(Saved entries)

^^^^

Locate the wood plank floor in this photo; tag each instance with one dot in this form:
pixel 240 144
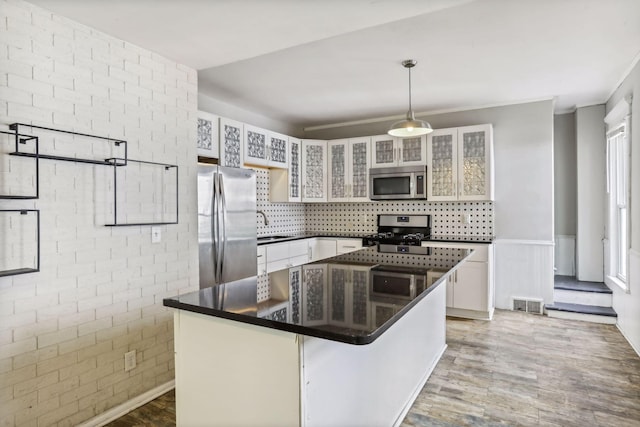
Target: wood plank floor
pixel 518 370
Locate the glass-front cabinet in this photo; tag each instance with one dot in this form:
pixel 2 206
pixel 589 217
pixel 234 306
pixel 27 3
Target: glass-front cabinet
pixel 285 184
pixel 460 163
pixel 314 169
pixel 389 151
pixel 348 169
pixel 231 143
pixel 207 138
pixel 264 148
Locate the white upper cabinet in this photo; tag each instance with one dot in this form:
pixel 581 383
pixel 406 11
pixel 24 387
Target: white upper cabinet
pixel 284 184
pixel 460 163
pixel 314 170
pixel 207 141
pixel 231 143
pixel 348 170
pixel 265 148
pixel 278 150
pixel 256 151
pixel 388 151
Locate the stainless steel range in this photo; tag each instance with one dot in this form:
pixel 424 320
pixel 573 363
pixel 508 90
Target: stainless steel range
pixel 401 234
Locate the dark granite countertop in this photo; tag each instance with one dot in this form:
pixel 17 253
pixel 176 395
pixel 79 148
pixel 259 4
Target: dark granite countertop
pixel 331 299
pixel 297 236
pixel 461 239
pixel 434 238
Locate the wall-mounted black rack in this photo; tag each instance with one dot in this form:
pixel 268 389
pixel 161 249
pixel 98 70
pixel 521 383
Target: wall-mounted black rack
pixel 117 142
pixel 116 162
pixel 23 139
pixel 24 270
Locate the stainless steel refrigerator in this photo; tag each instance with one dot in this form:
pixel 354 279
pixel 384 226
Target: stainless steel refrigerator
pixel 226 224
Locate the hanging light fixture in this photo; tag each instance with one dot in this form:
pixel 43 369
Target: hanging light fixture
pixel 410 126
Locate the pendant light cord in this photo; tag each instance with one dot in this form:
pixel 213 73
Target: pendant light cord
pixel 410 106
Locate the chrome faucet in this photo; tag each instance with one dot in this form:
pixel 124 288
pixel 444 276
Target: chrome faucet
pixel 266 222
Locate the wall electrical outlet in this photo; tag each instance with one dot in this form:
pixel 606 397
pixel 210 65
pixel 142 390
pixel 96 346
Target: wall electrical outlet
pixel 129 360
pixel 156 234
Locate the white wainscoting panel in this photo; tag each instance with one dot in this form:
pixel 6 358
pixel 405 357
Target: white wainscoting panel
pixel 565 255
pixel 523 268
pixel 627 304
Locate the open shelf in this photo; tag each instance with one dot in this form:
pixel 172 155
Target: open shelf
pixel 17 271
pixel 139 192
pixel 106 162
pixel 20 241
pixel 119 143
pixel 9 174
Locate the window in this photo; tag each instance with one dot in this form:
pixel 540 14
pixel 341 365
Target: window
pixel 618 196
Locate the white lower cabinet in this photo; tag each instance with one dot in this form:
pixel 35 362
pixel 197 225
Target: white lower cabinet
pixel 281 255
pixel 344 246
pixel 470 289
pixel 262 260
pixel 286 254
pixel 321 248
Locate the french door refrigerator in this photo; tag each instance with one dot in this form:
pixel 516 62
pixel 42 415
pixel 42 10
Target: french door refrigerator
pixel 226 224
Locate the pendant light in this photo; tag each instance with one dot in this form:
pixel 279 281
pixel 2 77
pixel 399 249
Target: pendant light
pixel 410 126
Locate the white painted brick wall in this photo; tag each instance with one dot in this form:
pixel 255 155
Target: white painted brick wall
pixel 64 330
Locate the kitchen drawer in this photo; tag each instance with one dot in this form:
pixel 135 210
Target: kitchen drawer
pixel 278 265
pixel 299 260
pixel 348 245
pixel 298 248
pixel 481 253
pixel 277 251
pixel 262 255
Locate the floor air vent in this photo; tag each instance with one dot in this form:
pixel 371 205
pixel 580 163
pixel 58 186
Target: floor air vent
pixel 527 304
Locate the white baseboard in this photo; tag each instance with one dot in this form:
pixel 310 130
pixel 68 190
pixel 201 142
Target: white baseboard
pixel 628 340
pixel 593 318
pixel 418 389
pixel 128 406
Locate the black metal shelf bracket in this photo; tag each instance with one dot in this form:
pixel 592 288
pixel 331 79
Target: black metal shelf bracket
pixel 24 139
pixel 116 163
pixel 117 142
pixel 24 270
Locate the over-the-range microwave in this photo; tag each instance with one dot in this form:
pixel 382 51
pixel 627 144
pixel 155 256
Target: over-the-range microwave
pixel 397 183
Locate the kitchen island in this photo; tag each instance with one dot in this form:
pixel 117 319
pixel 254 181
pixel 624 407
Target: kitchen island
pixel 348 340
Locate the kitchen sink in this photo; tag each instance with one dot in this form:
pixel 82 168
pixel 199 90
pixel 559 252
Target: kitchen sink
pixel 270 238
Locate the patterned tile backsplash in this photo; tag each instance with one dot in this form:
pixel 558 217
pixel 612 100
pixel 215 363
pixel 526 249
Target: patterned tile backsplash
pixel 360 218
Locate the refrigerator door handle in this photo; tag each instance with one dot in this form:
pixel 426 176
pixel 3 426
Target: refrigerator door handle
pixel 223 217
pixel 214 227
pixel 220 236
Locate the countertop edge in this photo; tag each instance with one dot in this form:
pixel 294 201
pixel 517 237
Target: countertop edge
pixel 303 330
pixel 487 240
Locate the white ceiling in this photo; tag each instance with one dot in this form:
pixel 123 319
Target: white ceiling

^^^^

ACTIVITY: A verbatim copy of the entries, stripped of pictures, should be produced.

SOLUTION FOR THIS PROBLEM:
Locate the wood plank floor in this photo; tag each instance with one dot in this form:
pixel 240 144
Target: wood plank floor
pixel 518 370
Locate the glass-front cabinet in this photo; tag each instance with one dot in this form:
pixel 2 206
pixel 589 217
pixel 234 306
pixel 27 3
Target: glass-front cabinet
pixel 285 184
pixel 460 163
pixel 314 169
pixel 389 151
pixel 348 169
pixel 231 143
pixel 207 138
pixel 264 148
Locate the white upper cabinet in this photo; tag each instance with one dot in this form:
pixel 581 383
pixel 406 11
pixel 24 387
Target: white upper cabinet
pixel 284 184
pixel 460 163
pixel 314 170
pixel 207 141
pixel 231 143
pixel 348 170
pixel 265 148
pixel 278 150
pixel 256 151
pixel 388 151
Locate the stainless steel range in this photo; tag each instance with one dot in this form:
pixel 424 320
pixel 573 363
pixel 508 90
Target: stainless steel range
pixel 401 234
Locate the dark granite countertop in this photo; tag each instance with one dot in this form:
pixel 17 253
pixel 176 395
pixel 79 148
pixel 259 4
Target: dark granite countertop
pixel 331 299
pixel 297 236
pixel 461 239
pixel 434 238
Locate the wall-mounted black rack in this photo; tag each instance with one dot in this form:
pixel 268 389
pixel 161 249
pixel 98 70
pixel 521 383
Target: wall-mounted black rack
pixel 117 142
pixel 116 162
pixel 23 139
pixel 24 270
Locate the stainless steel refrigerator in this photo; tag each instance with one dot in this form:
pixel 354 279
pixel 384 226
Target: stainless steel refrigerator
pixel 226 224
Locate the hanging light fixture in this photo; tag each instance with one dot in this form:
pixel 43 369
Target: hanging light fixture
pixel 410 126
Locate the pendant light cord in this photo; tag each instance with one dot in this form:
pixel 213 73
Target: pendant light cord
pixel 410 106
Locate the chrome faucet in this photo; tag each instance with one dot in this form:
pixel 124 288
pixel 444 276
Target: chrome faucet
pixel 266 222
Locate the wall electrical outlet in this photo; tag each instance with one dot in this form:
pixel 606 397
pixel 210 65
pixel 142 390
pixel 96 346
Target: wall electrical outlet
pixel 129 360
pixel 156 234
Locate the white wainscoting panel in this photo; tag each instance with one dot in this form:
pixel 6 358
pixel 405 357
Target: white wainscoting panel
pixel 565 255
pixel 523 268
pixel 627 304
Locate the open shelf in this photo; tag each instance with one dot in this form:
pixel 172 155
Target: open shelf
pixel 17 271
pixel 139 192
pixel 106 162
pixel 20 241
pixel 119 143
pixel 9 174
Locate the window in this photo; tag each instance with one dot in this form:
pixel 540 14
pixel 341 365
Target: window
pixel 618 196
Locate the white lower cabinet in this photo; tag each instance with one dot in this form:
pixel 35 362
pixel 197 225
Target: white lower cabinet
pixel 281 255
pixel 344 246
pixel 470 289
pixel 262 260
pixel 286 254
pixel 321 248
Locate the french door refrigerator in this photo; tag each instance with one dot in this form:
pixel 516 62
pixel 42 415
pixel 42 10
Target: french door refrigerator
pixel 226 224
Locate the pendant light in this photo; tag each instance with one dot in this form:
pixel 279 281
pixel 2 77
pixel 399 249
Target: pendant light
pixel 410 126
Locate the white painted brick wall in this photo; tag each instance with one dot in this form:
pixel 255 155
Target: white painted brick wall
pixel 64 330
Locate the kitchen drawer in this photo; tag each instance with one dot in this form:
pixel 135 210
Target: kitchen drawer
pixel 278 265
pixel 299 260
pixel 348 245
pixel 298 248
pixel 481 253
pixel 277 251
pixel 262 255
Locate the floor air vent in this photo; tag each instance with one dot in this form:
pixel 371 205
pixel 580 163
pixel 58 186
Target: floor air vent
pixel 527 304
Locate the white baseboard in this photo; tag each instance with one dot in this form:
pixel 310 130
pixel 68 190
pixel 201 142
Target: white baseboard
pixel 628 340
pixel 593 318
pixel 418 389
pixel 128 406
Locate the black metal shelf bracket in this photo; tag each instance with one dot in this form:
pixel 592 288
pixel 331 79
Target: black metal shelf bracket
pixel 24 139
pixel 116 163
pixel 117 142
pixel 24 270
Locate the over-the-range microwave in this photo; tag each instance with one dot in this form:
pixel 382 51
pixel 627 144
pixel 155 256
Target: over-the-range microwave
pixel 397 183
Locate the kitchen island in this photo; tag each instance with one dot in this form:
pixel 117 319
pixel 254 181
pixel 624 407
Target: kitchen island
pixel 348 340
Locate the kitchen sink in this photo; tag each instance with one dot in this form:
pixel 82 168
pixel 199 90
pixel 559 252
Target: kitchen sink
pixel 270 238
Locate the patterned tile backsplash in this photo; tag each instance with one dot in this form:
pixel 558 217
pixel 612 100
pixel 215 363
pixel 526 249
Target: patterned tile backsplash
pixel 360 218
Locate the refrigerator door handle in this photo; tag each instance with one dot in this form:
pixel 426 176
pixel 3 426
Target: refrigerator door handle
pixel 223 217
pixel 214 227
pixel 220 236
Locate the countertop edge in this photo; tag each instance with one dot in this form:
pixel 294 201
pixel 517 237
Target: countertop edge
pixel 303 330
pixel 487 240
Locate the white ceiling in this photo; tag each instance with one dot in this form:
pixel 123 319
Target: white ceiling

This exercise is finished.